━━━━━ DOCUMENT TEXT
Tuesday, May 1, 2012

A "Suitable" Ending to House M.D.

House M.D. is a long running show on the FOX Network. Over the past eight seasons, Dr. House has led a misanthropic vendetta against disease and civility at the fictional Princeton Plainsboro Hospital in New Jersey with a dedicated if not dysfunctional group of doctors (and one med student).

The show was created and produced by David Shore, Paul Attanasio, and Katie Jacobs. Attansio worked with Tom Fontana on the NBC show Homocide: Life on the Streets.

On a side note, this is one of my favorite all time TV shows and yes, I got the box set for Christmas a few years ago. Thanks to my niece Vallie!

Fontana is also the creator of St. Elsewhere. This is where the whole thing comes together...

The last episode of St. Elsewhere ends with, well, I'll use a description from TVAcres.com.
During the life of the series Dr. Donald Westphall (Ed Flanders) worked at St. Eligius Hospital in Boston and had to juggle a busy schedule that included tending to the needs of his hospital patients and Tommy, his physically-challenged autistic son (Chad Allen). 
In the final surreal scene of the series Ed Flanders is shown as a blue-collar construction worker retuning home to his autistic son and his father (Norman Lloyd - who played Dr. Auschlander on the series).
━━━━━━━━━━
━━━━━ DATA SUPPLIED
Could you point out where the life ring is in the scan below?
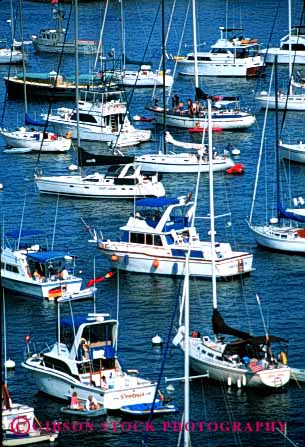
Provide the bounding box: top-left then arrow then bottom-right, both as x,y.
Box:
279,351 -> 287,365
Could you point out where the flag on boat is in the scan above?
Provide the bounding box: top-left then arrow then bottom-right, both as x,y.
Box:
87,272 -> 113,287
48,287 -> 62,300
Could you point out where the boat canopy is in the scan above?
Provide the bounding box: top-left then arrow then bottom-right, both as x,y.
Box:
278,203 -> 305,222
228,335 -> 288,347
26,251 -> 66,263
79,148 -> 134,166
136,197 -> 180,207
5,230 -> 45,239
60,317 -> 89,330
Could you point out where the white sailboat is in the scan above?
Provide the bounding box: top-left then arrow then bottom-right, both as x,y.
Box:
32,2 -> 98,56
42,90 -> 151,148
135,131 -> 234,173
1,229 -> 95,300
177,26 -> 264,78
22,304 -> 156,410
145,0 -> 256,130
279,140 -> 305,163
1,290 -> 58,447
260,26 -> 305,65
248,57 -> 305,253
173,99 -> 290,392
255,0 -> 305,111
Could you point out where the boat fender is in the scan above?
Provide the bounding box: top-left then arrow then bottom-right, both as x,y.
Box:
152,259 -> 159,269
280,351 -> 287,365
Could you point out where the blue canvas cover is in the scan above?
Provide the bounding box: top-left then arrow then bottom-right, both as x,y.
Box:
5,230 -> 45,239
26,251 -> 66,263
136,197 -> 179,207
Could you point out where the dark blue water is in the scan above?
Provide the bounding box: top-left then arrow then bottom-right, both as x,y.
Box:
0,0 -> 305,447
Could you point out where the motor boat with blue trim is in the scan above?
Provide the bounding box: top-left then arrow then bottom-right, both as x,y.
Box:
93,196 -> 253,278
2,384 -> 58,447
22,314 -> 156,410
1,229 -> 95,300
176,26 -> 264,78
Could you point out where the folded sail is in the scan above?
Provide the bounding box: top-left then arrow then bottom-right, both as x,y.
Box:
212,309 -> 251,340
79,148 -> 134,167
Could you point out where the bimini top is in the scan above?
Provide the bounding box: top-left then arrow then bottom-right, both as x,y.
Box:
136,197 -> 180,207
60,317 -> 90,330
26,251 -> 66,262
5,230 -> 45,239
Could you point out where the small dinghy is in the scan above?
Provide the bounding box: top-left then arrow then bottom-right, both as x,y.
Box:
60,406 -> 107,418
121,400 -> 178,416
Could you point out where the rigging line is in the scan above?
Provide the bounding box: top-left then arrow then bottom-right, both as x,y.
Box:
254,0 -> 281,97
112,0 -> 160,150
280,3 -> 305,138
249,64 -> 274,224
142,277 -> 183,445
34,3 -> 73,170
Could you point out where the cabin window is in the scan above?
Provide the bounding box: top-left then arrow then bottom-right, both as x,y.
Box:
154,234 -> 162,246
146,234 -> 153,245
130,233 -> 145,244
6,264 -> 19,273
44,356 -> 71,375
71,113 -> 96,124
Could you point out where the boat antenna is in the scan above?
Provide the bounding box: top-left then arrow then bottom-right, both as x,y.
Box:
256,294 -> 269,343
51,194 -> 59,251
17,193 -> 27,250
94,0 -> 109,71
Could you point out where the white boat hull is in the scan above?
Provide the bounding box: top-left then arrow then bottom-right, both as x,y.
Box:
178,57 -> 263,78
255,93 -> 305,112
249,225 -> 305,253
99,242 -> 253,278
260,48 -> 305,65
49,117 -> 151,147
279,142 -> 305,163
0,129 -> 71,152
186,355 -> 290,390
136,153 -> 234,173
35,176 -> 165,199
147,107 -> 256,130
22,361 -> 156,410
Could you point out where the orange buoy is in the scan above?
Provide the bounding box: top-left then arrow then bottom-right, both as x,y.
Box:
153,259 -> 159,269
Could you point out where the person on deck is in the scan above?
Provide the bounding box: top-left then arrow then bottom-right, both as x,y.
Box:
70,391 -> 84,410
86,395 -> 100,411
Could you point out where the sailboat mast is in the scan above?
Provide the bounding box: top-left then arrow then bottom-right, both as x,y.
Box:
288,0 -> 292,95
74,0 -> 80,164
207,99 -> 217,309
274,55 -> 280,220
183,250 -> 190,447
161,0 -> 167,154
192,0 -> 199,88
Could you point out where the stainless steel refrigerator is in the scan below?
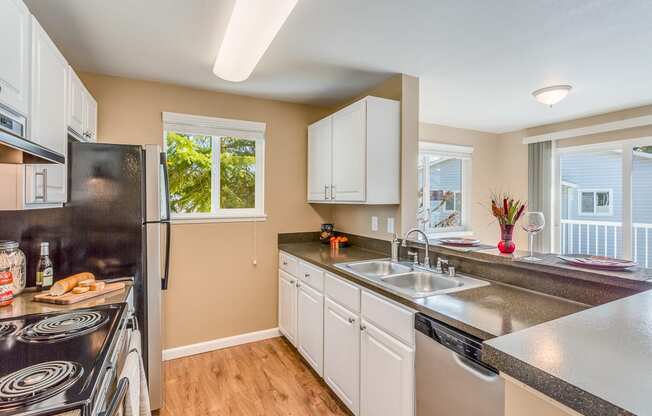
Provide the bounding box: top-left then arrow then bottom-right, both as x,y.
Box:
64,143 -> 171,409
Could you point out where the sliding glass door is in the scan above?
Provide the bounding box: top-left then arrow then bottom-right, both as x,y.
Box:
554,140 -> 652,267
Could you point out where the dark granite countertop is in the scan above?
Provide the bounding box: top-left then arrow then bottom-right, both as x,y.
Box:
279,242 -> 587,340
483,291 -> 652,416
0,282 -> 133,319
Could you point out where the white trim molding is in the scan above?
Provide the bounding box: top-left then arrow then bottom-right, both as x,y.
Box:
523,115 -> 652,144
163,328 -> 281,361
162,112 -> 267,139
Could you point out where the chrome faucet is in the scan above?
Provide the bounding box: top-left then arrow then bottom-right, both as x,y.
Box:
402,228 -> 430,268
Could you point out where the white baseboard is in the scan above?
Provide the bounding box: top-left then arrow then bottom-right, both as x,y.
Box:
163,328 -> 281,361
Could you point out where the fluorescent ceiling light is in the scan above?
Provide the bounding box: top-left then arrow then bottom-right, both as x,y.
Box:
213,0 -> 298,82
532,85 -> 573,107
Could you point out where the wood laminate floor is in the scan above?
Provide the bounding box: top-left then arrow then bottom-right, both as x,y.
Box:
160,338 -> 350,416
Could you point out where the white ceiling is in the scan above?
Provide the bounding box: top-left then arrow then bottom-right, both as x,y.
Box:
26,0 -> 652,132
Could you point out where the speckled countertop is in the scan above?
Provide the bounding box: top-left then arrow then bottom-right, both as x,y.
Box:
279,242 -> 587,340
483,291 -> 652,416
0,282 -> 132,319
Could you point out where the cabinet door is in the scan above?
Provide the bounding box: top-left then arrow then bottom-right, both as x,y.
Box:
30,18 -> 68,155
324,298 -> 360,415
360,320 -> 414,416
68,66 -> 85,135
0,0 -> 31,116
278,270 -> 297,346
332,101 -> 367,202
83,88 -> 97,142
308,117 -> 332,201
297,283 -> 324,376
25,165 -> 68,205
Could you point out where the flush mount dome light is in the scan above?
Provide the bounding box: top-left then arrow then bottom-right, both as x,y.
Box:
532,85 -> 573,107
213,0 -> 298,82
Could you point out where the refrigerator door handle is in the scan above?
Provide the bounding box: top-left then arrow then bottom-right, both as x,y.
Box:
161,152 -> 170,221
161,221 -> 172,290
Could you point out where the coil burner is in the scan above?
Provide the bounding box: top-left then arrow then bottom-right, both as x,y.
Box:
0,322 -> 17,338
0,361 -> 84,408
19,311 -> 109,342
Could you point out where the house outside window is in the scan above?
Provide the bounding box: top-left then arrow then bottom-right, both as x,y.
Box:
578,189 -> 613,216
163,113 -> 265,222
417,141 -> 473,238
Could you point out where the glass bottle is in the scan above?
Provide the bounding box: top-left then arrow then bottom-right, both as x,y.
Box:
36,242 -> 54,290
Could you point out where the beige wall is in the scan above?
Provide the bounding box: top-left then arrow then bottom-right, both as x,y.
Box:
415,123 -> 509,243
81,74 -> 331,348
331,74 -> 419,240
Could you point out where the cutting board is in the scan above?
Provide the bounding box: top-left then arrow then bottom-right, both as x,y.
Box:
34,282 -> 125,305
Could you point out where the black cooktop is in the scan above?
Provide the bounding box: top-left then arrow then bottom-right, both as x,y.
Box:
0,304 -> 126,416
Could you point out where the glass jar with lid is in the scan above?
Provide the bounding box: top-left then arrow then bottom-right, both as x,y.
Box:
0,240 -> 27,295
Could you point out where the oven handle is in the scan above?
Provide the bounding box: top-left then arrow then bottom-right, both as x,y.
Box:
98,377 -> 129,416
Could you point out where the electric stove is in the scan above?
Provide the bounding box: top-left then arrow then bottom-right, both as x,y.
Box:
0,304 -> 127,416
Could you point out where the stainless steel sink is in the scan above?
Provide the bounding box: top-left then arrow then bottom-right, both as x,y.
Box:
382,272 -> 464,296
344,260 -> 412,277
335,260 -> 489,299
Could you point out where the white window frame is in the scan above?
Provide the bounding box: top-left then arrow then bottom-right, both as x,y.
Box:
577,189 -> 614,217
553,137 -> 652,260
417,140 -> 473,238
163,112 -> 267,223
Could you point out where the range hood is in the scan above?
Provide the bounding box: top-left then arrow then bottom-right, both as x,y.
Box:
0,129 -> 66,164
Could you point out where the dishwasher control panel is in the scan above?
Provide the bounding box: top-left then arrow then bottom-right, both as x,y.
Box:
414,313 -> 482,361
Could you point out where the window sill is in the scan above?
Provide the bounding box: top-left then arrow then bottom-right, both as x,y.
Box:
170,214 -> 267,224
428,230 -> 473,240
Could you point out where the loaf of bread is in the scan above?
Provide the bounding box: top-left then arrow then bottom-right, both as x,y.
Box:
50,272 -> 95,296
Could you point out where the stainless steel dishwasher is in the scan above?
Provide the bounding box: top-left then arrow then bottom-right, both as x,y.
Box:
414,313 -> 505,416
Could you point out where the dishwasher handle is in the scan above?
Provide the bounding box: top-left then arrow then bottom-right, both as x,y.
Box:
450,351 -> 499,381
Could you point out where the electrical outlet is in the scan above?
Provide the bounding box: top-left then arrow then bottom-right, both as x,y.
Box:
371,215 -> 378,231
387,217 -> 395,234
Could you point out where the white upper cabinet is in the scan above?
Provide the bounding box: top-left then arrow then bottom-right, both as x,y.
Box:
308,118 -> 333,201
82,88 -> 97,142
331,101 -> 367,202
30,14 -> 68,155
68,66 -> 86,135
308,96 -> 401,204
0,0 -> 31,116
68,67 -> 97,142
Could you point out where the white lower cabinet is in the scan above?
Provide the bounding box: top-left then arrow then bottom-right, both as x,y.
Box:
360,320 -> 415,416
297,283 -> 324,376
278,270 -> 297,347
324,298 -> 360,415
278,252 -> 415,416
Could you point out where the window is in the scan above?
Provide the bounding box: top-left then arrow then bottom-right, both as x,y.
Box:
554,138 -> 652,267
417,142 -> 473,237
578,190 -> 613,216
163,113 -> 265,220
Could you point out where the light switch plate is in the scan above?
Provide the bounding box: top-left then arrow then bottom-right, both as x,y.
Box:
371,215 -> 378,231
387,217 -> 395,234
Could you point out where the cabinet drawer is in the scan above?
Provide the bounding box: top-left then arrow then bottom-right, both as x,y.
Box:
298,261 -> 324,293
325,273 -> 360,313
361,291 -> 414,346
278,251 -> 298,277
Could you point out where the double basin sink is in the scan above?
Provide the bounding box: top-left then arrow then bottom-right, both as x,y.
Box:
335,260 -> 489,299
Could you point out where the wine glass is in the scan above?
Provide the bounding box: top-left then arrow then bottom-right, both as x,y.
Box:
521,212 -> 546,261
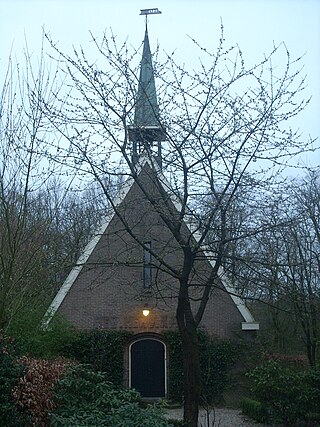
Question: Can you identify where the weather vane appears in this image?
[140,7,162,25]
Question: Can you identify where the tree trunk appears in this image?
[177,294,201,427]
[182,328,201,427]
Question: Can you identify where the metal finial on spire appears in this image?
[140,7,162,27]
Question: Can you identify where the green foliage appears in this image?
[199,333,239,404]
[0,336,31,427]
[248,360,320,426]
[164,331,239,404]
[8,307,76,359]
[51,365,174,427]
[241,398,268,423]
[63,330,131,386]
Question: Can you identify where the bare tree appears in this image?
[42,27,318,427]
[0,50,62,328]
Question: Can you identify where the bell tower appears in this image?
[127,9,166,167]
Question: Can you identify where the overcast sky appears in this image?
[0,0,320,168]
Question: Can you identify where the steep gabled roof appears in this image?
[42,157,259,330]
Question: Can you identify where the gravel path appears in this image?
[166,408,280,427]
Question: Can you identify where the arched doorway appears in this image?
[129,338,166,398]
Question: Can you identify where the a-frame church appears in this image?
[45,15,259,397]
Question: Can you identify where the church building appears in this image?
[45,14,259,398]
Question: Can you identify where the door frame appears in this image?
[128,335,167,399]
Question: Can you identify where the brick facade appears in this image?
[59,166,248,337]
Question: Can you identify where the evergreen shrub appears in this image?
[163,331,239,404]
[63,330,132,386]
[241,398,268,423]
[0,331,31,427]
[248,360,320,426]
[50,365,172,427]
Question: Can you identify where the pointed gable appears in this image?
[45,160,258,336]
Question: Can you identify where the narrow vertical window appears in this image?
[143,242,152,288]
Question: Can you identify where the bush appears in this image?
[164,331,239,404]
[0,333,31,427]
[248,360,320,426]
[13,356,70,427]
[9,309,76,359]
[241,399,268,423]
[63,330,132,386]
[51,365,175,427]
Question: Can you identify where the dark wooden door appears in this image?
[131,339,165,397]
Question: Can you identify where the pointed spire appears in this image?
[128,21,166,165]
[134,23,160,127]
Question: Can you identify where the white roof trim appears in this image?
[42,157,259,331]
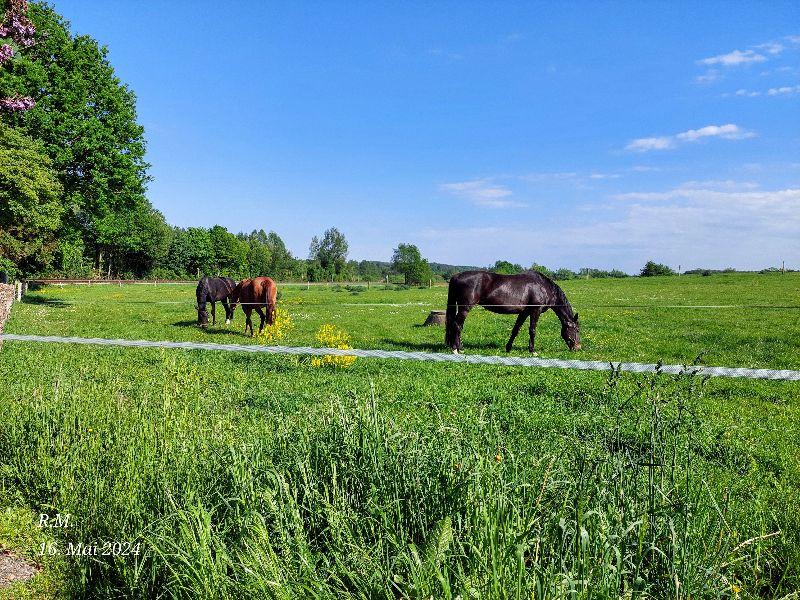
━━━━━━━━━━
• _WORK INSTRUCTION 1_: Please reproduce the House M.D. post, starting at "The last episode" and ending at "on the series).".
• _WORK INSTRUCTION 2_:
Answer these from the House M.D. post:
(a) Which network airs House M.D.?
(b) Who is the creator of St. Elsewhere?
(c) At which hospital, in which city, did Dr. Donald Westphall work?
The items are separate material, unrelated to the House M.D. post.

• _ANSWER 1_:
The last episode of St. Elsewhere ends with, well, I'll use a description from TVAcres.com.
During the life of the series Dr. Donald Westphall (Ed Flanders) worked at St. Eligius Hospital in Boston and had to juggle a busy schedule that included tending to the needs of his hospital patients and Tommy, his physically-challenged autistic son (Chad Allen). 
In the final surreal scene of the series Ed Flanders is shown as a blue-collar construction worker retuning home to his autistic son and his father (Norman Lloyd - who played Dr. Auschlander on the series).

• _ANSWER 2_:
(a) The FOX Network
(b) Tom Fontana
(c) St. Eligius Hospital in Boston